Input data
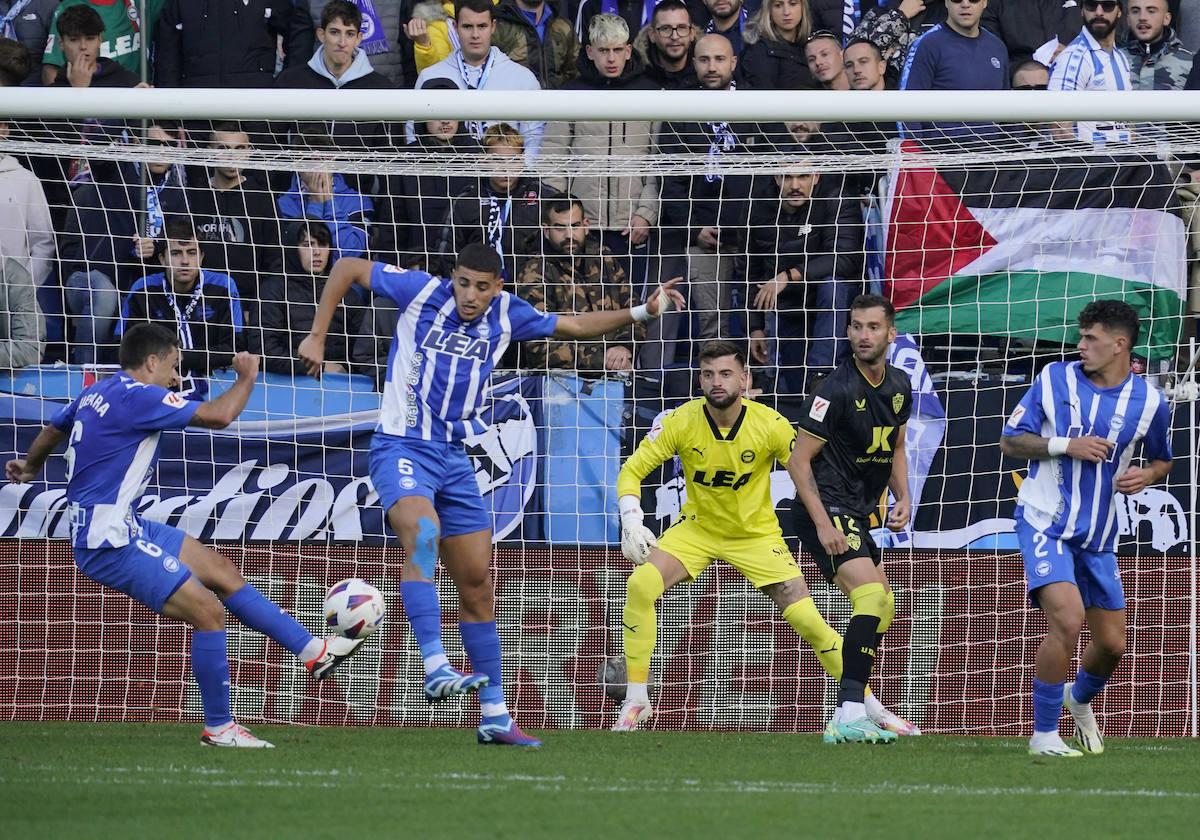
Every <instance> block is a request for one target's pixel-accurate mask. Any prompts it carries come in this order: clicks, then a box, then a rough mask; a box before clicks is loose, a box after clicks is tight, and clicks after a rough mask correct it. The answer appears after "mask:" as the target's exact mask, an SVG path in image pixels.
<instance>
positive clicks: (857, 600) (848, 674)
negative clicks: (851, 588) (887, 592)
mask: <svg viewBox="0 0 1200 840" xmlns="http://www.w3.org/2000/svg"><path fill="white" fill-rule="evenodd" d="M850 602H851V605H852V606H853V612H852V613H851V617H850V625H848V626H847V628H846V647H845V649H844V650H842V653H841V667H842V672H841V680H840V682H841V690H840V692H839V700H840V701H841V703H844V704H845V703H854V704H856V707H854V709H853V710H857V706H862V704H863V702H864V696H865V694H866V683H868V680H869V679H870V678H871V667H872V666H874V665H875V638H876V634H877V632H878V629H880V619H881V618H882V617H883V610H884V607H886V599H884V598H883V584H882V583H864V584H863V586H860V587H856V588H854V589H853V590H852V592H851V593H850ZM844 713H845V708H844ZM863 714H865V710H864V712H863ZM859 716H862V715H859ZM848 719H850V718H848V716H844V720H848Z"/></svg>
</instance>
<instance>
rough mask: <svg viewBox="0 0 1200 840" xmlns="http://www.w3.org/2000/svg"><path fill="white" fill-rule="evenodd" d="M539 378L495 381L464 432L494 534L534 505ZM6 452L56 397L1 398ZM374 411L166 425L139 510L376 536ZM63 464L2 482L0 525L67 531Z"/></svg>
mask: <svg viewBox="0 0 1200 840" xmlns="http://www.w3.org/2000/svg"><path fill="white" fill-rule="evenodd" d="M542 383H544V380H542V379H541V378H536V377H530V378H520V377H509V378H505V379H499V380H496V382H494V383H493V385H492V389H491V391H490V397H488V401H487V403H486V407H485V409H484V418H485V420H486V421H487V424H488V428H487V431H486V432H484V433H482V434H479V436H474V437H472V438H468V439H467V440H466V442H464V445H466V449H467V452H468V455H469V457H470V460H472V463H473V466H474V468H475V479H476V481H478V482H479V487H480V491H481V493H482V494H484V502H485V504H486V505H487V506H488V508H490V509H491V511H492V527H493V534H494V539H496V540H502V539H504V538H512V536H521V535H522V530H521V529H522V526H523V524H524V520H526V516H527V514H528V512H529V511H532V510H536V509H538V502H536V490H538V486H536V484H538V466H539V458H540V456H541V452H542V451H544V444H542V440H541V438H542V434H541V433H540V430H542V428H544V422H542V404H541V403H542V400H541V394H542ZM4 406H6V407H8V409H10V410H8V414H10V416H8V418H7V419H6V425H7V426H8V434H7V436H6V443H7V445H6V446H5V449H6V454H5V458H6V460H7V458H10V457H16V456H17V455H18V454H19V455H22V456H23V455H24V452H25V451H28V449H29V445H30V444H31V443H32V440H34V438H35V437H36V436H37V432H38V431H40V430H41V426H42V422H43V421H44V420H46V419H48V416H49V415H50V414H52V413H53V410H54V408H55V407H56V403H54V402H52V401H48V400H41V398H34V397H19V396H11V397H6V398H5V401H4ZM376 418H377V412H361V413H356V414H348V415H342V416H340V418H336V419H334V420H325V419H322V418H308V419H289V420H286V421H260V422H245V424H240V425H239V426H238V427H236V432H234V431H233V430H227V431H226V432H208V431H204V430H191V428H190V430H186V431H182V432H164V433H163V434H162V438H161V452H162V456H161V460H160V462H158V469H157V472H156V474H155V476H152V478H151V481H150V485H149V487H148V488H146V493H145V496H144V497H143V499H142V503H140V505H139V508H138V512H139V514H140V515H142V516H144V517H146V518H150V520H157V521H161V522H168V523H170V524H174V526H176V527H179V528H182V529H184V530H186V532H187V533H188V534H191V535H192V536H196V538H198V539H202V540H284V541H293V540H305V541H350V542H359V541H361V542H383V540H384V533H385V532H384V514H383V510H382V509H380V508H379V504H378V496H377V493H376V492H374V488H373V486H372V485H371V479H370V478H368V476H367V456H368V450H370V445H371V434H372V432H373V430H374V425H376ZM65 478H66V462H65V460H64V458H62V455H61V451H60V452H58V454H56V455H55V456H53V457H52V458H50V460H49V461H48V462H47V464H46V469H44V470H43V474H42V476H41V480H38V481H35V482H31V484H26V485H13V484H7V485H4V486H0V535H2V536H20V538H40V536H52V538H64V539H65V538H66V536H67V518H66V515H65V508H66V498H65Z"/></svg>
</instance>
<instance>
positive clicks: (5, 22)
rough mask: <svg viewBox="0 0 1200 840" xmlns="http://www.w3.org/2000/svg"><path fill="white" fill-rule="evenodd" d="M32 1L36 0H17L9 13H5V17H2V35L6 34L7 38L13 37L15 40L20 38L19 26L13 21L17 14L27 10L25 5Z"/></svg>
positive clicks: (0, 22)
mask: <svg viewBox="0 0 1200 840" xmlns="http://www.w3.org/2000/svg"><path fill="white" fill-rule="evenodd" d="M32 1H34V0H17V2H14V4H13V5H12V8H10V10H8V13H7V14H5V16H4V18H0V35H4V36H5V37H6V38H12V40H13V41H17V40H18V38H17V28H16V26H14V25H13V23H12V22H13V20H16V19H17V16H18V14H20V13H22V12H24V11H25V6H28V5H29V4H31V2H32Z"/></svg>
* * *
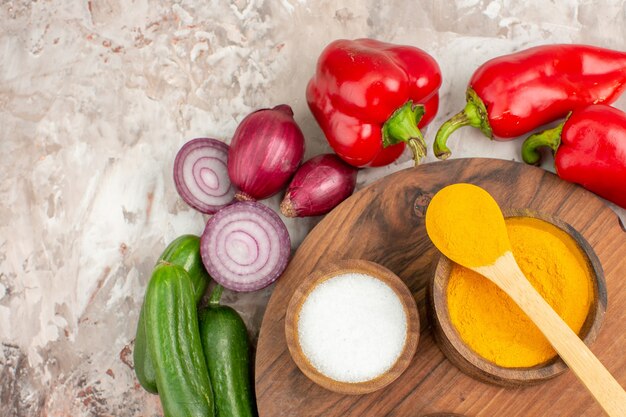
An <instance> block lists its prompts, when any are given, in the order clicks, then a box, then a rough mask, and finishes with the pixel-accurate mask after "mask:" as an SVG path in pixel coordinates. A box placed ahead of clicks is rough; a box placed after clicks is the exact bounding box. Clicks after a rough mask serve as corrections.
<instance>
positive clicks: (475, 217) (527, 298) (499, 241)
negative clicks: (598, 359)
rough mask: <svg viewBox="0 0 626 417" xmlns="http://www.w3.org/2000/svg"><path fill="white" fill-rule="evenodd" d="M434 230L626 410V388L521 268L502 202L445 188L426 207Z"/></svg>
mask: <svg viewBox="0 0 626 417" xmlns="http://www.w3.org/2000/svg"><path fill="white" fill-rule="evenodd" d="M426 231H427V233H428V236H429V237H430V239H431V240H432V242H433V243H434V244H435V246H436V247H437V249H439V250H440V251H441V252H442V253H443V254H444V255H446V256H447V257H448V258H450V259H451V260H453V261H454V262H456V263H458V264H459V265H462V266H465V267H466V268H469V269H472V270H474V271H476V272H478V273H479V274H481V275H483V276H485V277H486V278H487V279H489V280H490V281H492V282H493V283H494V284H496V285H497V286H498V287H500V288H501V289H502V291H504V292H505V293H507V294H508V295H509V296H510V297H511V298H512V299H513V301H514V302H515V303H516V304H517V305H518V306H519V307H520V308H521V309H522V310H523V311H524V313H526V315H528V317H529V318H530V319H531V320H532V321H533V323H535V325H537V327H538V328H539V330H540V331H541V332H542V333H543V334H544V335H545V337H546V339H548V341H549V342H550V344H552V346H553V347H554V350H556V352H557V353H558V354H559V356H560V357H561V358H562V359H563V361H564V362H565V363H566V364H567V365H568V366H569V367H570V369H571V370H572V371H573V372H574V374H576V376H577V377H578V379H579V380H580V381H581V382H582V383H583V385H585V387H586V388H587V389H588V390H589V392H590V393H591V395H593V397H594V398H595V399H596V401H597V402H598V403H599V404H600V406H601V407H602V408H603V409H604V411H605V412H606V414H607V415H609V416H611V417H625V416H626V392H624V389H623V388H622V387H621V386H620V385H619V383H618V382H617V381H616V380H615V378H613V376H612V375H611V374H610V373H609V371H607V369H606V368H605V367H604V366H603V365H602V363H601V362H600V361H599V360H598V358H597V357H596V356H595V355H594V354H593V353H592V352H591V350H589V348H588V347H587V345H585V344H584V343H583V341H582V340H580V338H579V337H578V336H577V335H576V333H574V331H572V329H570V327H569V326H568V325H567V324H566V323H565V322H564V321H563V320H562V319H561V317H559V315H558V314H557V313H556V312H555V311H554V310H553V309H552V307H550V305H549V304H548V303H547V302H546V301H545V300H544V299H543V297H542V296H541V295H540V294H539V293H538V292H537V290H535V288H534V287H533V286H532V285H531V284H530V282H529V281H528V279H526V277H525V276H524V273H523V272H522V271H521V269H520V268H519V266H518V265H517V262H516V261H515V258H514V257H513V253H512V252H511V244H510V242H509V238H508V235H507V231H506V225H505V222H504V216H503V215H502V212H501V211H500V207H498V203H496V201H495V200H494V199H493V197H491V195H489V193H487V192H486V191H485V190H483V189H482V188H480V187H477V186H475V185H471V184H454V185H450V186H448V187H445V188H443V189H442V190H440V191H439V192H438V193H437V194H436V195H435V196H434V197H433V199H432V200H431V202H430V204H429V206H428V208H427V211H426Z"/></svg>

Work item
How many lines above include the word "prompts"? Answer with the number alone.

Exercise solution
2